Task item: Reproduce every line of the entries below without any change, and omit the pictures from your answer.

━━━ Data provided

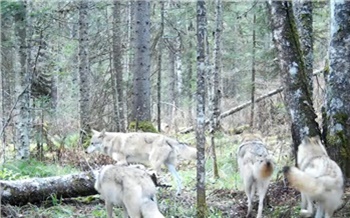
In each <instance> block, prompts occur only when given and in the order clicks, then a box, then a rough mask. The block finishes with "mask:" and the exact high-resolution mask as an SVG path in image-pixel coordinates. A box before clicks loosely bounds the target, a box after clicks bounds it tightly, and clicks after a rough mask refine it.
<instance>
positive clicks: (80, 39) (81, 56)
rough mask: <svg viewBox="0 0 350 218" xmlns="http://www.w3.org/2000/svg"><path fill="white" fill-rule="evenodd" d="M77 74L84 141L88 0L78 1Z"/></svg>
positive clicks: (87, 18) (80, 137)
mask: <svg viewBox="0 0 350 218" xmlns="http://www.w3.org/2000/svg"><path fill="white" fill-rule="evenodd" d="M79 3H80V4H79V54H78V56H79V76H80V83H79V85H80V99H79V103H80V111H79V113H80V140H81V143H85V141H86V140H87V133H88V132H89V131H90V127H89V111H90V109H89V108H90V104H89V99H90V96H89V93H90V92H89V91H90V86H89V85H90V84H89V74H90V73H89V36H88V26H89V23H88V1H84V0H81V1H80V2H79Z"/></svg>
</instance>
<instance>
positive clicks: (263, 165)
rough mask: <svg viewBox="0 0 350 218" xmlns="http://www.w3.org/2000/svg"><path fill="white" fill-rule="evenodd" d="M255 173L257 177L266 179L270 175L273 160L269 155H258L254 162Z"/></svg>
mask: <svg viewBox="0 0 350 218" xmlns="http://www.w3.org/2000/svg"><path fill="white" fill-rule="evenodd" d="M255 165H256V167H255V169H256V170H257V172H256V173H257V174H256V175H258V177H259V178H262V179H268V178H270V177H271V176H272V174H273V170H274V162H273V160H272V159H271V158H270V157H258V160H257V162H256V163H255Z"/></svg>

━━━━━━

Exercise solution:
In each <instance> block, prompts occur only when given and in the order clicks, then a box, then a rough mask. The block finishes with "mask:" and the exact high-resolution mask as an SVG path in image-pixel coordinates. A box before clicks loosely bounds the target, a box after clicks bounds it tightly, and clicks after a rough mask refine it.
<instance>
positive clicks: (80, 39) (81, 56)
rough mask: <svg viewBox="0 0 350 218" xmlns="http://www.w3.org/2000/svg"><path fill="white" fill-rule="evenodd" d="M77 74L84 141L88 0L78 1Z"/></svg>
positive clicks: (87, 18) (80, 137)
mask: <svg viewBox="0 0 350 218" xmlns="http://www.w3.org/2000/svg"><path fill="white" fill-rule="evenodd" d="M79 3H80V4H79V54H78V56H79V76H80V83H79V85H80V99H79V103H80V111H79V113H80V140H81V143H85V141H86V140H87V133H88V132H89V131H90V127H89V111H90V109H89V108H90V104H89V99H90V96H89V93H90V92H89V91H90V86H89V85H90V84H89V74H90V73H89V36H88V26H89V23H88V1H84V0H81V1H80V2H79Z"/></svg>
</instance>
<instance>
positive clicks: (263, 165)
rough mask: <svg viewBox="0 0 350 218" xmlns="http://www.w3.org/2000/svg"><path fill="white" fill-rule="evenodd" d="M255 173L257 177L266 179L270 175L273 160L269 155H258L254 162Z"/></svg>
mask: <svg viewBox="0 0 350 218" xmlns="http://www.w3.org/2000/svg"><path fill="white" fill-rule="evenodd" d="M255 165H256V167H255V169H256V170H257V172H256V173H257V174H256V175H258V177H259V178H262V179H268V178H270V177H271V176H272V174H273V170H274V162H273V160H272V159H271V158H270V157H258V160H257V162H256V163H255Z"/></svg>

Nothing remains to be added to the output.